(Photo labels with bounding boxes)
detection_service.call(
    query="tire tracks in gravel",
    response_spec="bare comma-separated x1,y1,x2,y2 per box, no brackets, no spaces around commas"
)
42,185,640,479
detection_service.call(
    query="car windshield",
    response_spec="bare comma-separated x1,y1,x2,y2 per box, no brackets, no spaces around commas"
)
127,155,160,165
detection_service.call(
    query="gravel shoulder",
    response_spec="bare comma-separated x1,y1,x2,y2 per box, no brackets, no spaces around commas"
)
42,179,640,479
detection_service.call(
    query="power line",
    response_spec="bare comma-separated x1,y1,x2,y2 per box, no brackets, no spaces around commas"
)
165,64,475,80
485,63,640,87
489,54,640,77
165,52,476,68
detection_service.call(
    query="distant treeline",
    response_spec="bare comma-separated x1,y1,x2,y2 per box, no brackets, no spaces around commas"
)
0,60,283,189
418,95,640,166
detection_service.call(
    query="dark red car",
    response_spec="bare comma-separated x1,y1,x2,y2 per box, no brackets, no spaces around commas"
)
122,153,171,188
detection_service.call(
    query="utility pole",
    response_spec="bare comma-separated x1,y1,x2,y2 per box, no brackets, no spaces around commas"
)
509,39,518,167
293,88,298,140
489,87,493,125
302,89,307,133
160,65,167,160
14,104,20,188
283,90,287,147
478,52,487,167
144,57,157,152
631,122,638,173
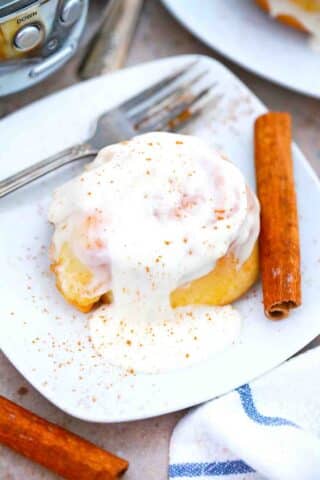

> [Task directions] Can you output every line of the rows above as a Markdown table with the columns Line No. and Content, numbering each line, skipping blank lines, and leaving the pictures out?

> [Task result]
| Line No. | Content |
|---|---|
| 1 | detection_service.call( |
| 2 |     query="tire tracks in gravel", |
| 3 |     response_spec="bare comma-separated x1,y1,x2,y2 per box, no brackets, no spaces around commas" |
| 4 | ) |
| 5 | 42,185,640,479 |
| 6 | detection_service.call( |
| 7 |     query="car windshield", |
| 8 |     response_spec="bare comma-separated x1,y1,x2,y2 per box, no brackets, no spaces around commas" |
| 9 | ) |
| 10 | 127,155,160,165 |
| 11 | detection_service.call( |
| 12 |     query="gravel shoulder", |
| 13 |     response_spec="bare comma-separated x1,y1,x2,y2 per box, no brackets, no spaces around commas" |
| 14 | ) |
| 15 | 42,179,640,479 |
| 16 | detection_service.call( |
| 17 |     query="power line", |
| 18 |     response_spec="bare comma-separated x1,y1,x2,y2 per box, no brackets, no spaces around commas" |
| 19 | ) |
| 20 | 165,64,475,80 |
| 21 | 485,63,640,87 |
| 22 | 489,54,640,77 |
| 23 | 165,52,476,68 |
| 24 | detection_service.call( |
| 25 |     query="distant treeline", |
| 26 |     response_spec="bare comma-separated x1,y1,x2,y2 per box, no brackets, no spaces around commas" |
| 27 | ) |
| 28 | 0,60,283,189 |
| 29 | 418,95,640,166 |
| 30 | detection_service.call( |
| 31 |     query="dark red car", |
| 32 |     response_spec="bare comma-separated x1,y1,x2,y2 per box, no brackets, no spaces around commas" |
| 33 | ) |
| 34 | 122,153,171,188 |
| 35 | detection_service.call( |
| 36 |     query="utility pole", |
| 37 |     response_spec="bare comma-separated x1,y1,x2,y2 per box, no brackets, no spaces around commas" |
| 38 | ) |
| 39 | 509,39,518,167 |
| 40 | 293,88,298,140 |
| 41 | 489,87,493,125 |
| 42 | 302,89,307,133 |
| 43 | 160,65,167,160 |
| 44 | 14,104,20,188 |
| 45 | 283,90,287,147 |
| 46 | 478,52,487,167 |
| 47 | 144,57,157,152 |
| 48 | 631,122,638,173 |